Requirement 1: Transcribe the passage of the critical minerals article below, starting at "This has all" and ending at "the IEA says.".
Requirement 2: Using the critical minerals article below, list every mineral that the article gives a projected 2030 demand figure for.

Extract provided:
** Start **
This has all been driven of course by a massive rise in demand for the commodities, with EV sales rising 60% last year to over 10 million and another 35% jump expected this year.

“From 2017 to 2022, demand from the energy sector was the main factor behind a tripling in overall demand for lithium, a 70% jump in demand for cobalt, and a 40% rise in demand for nickel,” the IEA says.

“In 2022, the share of clean energy applications in total demand reached 56% for lithium, 40% for cobalt and 16% for nickel, up from 30% for lithium, 17% for cobalt and 6% for nickel five years ago.”

 

Do we have enough?

The IEA says if all planned critical mineral projects worldwide are realised then supply would be sufficient to meet the demands placed by climate pledges from governments around the world.

“However, the risk of project delays and technology-specific shortfalls leave little room for complacency about the adequacy of supply,” they said.

“And more projects would in any case be needed by 2030 in a scenario that limits global warming to 1.5 °C.”

In its latest estimates, based on announced pledges, the IEA thinks demand for copper will lift beyond 30Mt by 2030, with demand from electricity networks rising over 70% on 2022 levels to 7.44Mt and demand from EVs roughly quintupling to almost 1.6Mt.

Cobalt requirements would lift from ~180,000t to a touch under 300,000t, 112,900t from EVs, while lithium metal needs would lift from 130,650t to 451,000t by 2030, ~350,000t from EVs.

Lithium metal demand would scale beyond 1Mt annually by 2040, a level it would hit by 2035 in a Net Zero emissions by 2050 scenario.

The 50,000t neodymium market is expected to rise to over 75,000t, with demand for neodymium from EVs increasing from 3940t last year to 17,630t in 2030, while demand from wind turbines will more than double from 6670t to 13,350t.

Overall nickel demand could rise from a touch under 3Mt last year to over 4.5Mt by 2030, with EVs making up 1.5Mt, up from 325,000t last year, and EVs to overtake other traditional uses including stainless steel by 2040.

To that end, investment in battery metals is defying the bearishness seen elsewhere in the market amid recession risks, interest rate rises and a capital crunch.

Critical minerals saw a 160% lift year on year last year in venture capital funding with critical minerals start-ups raising a record US$1.6b, 4% of all clean energy VC funding globally.

 

A good day for the market

The materials sector closed the day up 1%, with iron ore producers the standouts as Chinese stimulus expectations drove the price of our headline commodity up 2.5% to US$108.40/t.

“Iron ore gained as Beijing stepped up efforts to support the struggling property sector. Regulators announced further support measures, including the postponement of some loan repayments,” ANZ economist Adelaide Timbrell noted.

“Lenders will also be encouraged to ramp up support to ensure delivery of homes under construction. However, new home sales in the country’s first-tier cities are flagging, with only Shanghai seeing a slight pickup last week.”

Earlier this week Rio Tinto chair Dominic Barton sounded a note of caution on China, despite the miner’s overall positive outlook on its largest customer, noting its real estate sector was facing issues.

Gold miners also caught some attention with Capricorn Metals (ASX:CMM) up over 4%, its second strong trading day in a row after announcing it had met production guidance for FY23 at the Karlawinda gold mine in the Pilbara.
** End **
Data entries:
** Start **
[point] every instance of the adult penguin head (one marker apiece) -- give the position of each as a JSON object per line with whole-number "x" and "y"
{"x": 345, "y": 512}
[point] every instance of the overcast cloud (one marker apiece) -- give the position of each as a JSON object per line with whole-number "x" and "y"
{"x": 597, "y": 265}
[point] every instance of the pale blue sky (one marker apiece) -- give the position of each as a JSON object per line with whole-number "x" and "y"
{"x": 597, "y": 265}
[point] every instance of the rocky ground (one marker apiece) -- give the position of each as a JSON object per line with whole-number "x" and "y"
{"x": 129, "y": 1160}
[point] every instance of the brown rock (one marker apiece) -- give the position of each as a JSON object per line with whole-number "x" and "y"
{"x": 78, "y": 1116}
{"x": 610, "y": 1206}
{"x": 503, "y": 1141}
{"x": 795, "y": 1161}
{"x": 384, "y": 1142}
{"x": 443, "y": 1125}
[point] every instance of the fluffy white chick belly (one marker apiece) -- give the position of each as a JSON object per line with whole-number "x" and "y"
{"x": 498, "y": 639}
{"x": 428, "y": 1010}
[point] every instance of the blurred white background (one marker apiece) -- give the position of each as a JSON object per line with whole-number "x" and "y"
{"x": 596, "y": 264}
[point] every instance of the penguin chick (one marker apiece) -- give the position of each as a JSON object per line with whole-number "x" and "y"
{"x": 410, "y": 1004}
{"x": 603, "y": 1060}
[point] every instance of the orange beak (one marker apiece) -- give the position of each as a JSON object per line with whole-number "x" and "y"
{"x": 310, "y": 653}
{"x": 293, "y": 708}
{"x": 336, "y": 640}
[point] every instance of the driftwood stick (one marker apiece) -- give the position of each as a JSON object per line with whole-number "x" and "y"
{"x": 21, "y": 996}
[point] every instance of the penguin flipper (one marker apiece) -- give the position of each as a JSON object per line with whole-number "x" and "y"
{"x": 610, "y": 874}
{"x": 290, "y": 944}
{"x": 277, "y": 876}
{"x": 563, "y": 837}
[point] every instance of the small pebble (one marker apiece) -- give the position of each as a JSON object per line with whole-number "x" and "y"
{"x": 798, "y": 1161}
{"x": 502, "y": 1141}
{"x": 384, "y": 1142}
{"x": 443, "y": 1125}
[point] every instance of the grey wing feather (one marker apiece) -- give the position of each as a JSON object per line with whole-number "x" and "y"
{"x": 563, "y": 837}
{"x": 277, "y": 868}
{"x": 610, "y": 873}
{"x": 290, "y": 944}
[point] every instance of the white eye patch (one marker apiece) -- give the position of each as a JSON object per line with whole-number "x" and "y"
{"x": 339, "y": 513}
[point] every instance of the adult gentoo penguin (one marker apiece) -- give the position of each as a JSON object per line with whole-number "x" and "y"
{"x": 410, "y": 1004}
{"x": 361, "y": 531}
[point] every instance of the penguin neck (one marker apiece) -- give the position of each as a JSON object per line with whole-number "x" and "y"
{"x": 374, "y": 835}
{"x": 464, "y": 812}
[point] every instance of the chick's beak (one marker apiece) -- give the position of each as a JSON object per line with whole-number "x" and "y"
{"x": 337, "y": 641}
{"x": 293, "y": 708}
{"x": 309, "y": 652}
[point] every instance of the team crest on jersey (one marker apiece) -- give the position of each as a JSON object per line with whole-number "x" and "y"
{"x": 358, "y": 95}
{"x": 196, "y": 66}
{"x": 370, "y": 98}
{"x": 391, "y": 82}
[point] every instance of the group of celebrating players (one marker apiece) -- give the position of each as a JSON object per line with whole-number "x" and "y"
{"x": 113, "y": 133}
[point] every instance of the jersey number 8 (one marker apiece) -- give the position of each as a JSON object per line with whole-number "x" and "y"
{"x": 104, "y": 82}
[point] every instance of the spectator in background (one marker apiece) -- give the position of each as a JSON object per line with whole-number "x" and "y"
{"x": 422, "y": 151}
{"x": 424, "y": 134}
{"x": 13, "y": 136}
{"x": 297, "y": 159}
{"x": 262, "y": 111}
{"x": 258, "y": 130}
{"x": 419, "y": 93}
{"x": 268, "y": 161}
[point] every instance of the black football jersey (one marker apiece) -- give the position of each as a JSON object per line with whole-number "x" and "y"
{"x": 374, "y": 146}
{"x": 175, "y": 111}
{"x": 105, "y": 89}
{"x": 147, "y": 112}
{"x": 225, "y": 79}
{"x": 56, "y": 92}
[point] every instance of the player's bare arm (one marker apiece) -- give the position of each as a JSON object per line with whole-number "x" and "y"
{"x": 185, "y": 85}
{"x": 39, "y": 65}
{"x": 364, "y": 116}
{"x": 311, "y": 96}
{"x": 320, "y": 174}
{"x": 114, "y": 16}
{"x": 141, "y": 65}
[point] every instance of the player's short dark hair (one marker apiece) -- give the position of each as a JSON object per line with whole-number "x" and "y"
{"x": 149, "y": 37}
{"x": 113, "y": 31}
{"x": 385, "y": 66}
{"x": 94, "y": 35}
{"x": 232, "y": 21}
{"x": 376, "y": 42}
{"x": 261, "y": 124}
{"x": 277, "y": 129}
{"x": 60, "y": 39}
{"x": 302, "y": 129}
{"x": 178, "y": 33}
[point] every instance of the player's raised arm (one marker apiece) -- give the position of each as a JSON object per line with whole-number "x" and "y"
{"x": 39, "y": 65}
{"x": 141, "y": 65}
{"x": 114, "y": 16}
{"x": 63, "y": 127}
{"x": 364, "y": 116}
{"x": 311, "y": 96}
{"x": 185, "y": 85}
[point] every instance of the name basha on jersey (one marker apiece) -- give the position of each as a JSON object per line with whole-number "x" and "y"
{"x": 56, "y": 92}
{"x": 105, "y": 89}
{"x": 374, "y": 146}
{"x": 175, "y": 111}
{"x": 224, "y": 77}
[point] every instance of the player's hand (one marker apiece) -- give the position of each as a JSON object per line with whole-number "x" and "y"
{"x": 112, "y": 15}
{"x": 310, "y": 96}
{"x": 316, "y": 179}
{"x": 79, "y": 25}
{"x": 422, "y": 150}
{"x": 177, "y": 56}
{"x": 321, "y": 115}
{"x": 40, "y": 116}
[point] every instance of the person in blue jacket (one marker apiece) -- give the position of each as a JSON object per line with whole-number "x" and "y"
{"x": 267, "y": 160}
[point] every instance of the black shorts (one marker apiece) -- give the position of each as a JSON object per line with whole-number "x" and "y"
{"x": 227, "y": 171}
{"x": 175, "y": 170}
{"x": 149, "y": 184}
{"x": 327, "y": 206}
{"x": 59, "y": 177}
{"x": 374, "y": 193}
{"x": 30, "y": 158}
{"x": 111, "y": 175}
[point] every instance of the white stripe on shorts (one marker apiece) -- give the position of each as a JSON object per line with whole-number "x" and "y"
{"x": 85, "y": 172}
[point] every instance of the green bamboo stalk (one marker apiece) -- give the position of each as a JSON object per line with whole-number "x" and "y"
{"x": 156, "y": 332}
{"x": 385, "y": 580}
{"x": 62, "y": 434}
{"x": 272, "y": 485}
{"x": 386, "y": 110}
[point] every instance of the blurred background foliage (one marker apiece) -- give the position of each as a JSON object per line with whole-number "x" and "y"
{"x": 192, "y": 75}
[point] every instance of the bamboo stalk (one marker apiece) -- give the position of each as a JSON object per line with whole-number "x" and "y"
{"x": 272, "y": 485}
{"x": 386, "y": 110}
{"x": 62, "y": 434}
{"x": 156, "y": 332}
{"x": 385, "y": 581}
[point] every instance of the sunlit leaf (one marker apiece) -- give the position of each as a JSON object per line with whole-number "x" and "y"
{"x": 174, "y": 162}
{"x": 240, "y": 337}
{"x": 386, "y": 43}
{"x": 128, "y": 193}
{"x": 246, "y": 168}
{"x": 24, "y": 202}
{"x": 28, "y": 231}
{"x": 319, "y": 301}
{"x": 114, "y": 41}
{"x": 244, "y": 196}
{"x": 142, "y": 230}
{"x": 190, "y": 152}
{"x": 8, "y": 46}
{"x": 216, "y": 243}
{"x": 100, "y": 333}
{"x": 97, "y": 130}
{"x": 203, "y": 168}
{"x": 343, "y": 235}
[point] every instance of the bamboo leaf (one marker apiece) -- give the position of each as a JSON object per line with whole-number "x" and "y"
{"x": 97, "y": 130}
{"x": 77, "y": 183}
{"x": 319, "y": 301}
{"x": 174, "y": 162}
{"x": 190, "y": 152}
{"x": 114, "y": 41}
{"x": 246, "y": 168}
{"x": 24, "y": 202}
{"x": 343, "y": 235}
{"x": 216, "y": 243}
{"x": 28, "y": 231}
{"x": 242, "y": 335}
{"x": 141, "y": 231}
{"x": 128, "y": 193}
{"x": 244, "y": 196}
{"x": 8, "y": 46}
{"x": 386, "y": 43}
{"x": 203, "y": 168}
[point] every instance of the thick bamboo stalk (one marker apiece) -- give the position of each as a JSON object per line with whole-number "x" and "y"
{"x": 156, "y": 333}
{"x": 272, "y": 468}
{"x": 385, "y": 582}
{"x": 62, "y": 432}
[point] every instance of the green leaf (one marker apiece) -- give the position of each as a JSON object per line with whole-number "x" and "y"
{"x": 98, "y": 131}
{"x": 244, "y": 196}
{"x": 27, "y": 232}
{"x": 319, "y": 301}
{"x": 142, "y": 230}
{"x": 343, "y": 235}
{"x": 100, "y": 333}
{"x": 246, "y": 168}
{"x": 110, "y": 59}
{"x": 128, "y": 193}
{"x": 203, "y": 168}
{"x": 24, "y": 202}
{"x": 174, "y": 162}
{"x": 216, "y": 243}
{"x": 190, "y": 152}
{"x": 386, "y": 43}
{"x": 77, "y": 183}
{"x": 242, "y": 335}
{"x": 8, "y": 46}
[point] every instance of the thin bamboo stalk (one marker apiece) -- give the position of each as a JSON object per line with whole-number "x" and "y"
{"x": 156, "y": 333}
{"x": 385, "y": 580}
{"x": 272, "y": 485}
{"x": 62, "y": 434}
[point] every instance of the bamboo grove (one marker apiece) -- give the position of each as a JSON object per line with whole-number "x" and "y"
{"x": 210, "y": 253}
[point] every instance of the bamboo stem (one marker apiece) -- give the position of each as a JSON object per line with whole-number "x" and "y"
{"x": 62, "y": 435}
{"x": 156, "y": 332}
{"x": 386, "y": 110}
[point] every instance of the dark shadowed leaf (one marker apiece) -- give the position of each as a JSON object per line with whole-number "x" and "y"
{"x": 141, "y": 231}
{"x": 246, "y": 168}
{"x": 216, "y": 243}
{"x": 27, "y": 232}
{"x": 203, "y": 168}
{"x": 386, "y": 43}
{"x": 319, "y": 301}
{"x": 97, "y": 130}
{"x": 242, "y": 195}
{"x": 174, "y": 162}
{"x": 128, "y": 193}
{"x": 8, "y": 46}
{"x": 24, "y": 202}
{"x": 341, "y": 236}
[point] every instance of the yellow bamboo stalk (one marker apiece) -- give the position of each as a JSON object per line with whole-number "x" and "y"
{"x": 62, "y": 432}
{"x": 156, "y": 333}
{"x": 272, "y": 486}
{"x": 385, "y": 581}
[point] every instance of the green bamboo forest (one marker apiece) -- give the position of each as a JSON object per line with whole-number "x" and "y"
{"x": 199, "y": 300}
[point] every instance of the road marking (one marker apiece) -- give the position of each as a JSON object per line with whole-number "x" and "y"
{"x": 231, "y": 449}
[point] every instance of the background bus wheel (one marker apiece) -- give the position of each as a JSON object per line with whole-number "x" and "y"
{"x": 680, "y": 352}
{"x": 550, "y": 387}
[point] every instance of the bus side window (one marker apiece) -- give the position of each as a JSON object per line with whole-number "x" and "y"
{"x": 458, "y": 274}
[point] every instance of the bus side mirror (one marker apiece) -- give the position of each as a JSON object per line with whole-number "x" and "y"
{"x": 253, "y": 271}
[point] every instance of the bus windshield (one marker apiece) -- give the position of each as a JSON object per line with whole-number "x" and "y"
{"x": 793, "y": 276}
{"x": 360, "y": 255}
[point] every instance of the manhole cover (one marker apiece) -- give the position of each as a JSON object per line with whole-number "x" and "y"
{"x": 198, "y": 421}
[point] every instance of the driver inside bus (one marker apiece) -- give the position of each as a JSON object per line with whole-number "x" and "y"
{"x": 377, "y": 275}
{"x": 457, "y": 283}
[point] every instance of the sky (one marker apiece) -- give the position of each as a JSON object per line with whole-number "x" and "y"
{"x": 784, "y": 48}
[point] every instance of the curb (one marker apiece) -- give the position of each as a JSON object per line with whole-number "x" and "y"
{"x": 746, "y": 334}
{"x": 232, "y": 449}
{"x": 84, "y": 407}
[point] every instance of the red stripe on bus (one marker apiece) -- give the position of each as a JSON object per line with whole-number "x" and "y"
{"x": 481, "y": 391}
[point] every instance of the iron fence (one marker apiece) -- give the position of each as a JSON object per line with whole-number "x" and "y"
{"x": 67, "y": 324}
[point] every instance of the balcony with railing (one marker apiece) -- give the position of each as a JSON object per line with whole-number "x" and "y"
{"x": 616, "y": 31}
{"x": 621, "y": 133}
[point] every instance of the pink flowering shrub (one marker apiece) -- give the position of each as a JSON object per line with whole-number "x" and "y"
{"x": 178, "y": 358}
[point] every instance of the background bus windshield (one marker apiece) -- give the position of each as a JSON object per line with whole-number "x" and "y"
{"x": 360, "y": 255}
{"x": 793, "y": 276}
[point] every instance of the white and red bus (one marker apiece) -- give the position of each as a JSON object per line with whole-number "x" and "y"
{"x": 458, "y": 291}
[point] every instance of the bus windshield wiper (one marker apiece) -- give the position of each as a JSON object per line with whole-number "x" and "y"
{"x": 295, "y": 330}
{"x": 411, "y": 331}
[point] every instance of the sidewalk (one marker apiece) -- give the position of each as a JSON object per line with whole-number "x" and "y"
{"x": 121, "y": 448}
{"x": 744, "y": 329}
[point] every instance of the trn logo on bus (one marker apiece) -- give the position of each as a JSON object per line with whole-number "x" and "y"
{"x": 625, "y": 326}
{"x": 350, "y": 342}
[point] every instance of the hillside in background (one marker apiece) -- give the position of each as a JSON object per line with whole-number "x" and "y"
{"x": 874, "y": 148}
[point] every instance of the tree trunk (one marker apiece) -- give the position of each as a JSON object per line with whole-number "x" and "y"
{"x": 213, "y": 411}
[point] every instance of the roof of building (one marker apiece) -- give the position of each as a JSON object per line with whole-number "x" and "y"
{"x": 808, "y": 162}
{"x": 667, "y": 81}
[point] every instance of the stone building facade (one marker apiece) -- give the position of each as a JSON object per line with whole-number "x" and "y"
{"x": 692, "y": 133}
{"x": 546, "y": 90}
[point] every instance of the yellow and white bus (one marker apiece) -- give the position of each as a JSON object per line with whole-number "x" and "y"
** End **
Exercise answer 1:
This has all been driven of course by a massive rise in demand for the commodities, with EV sales rising 60% last year to over 10 million and another 35% jump expected this year.

“From 2017 to 2022, demand from the energy sector was the main factor behind a tripling in overall demand for lithium, a 70% jump in demand for cobalt, and a 40% rise in demand for nickel,” the IEA says.

Exercise answer 2:
- Copper
- Cobalt
- Lithium
- Neodymium
- Nickel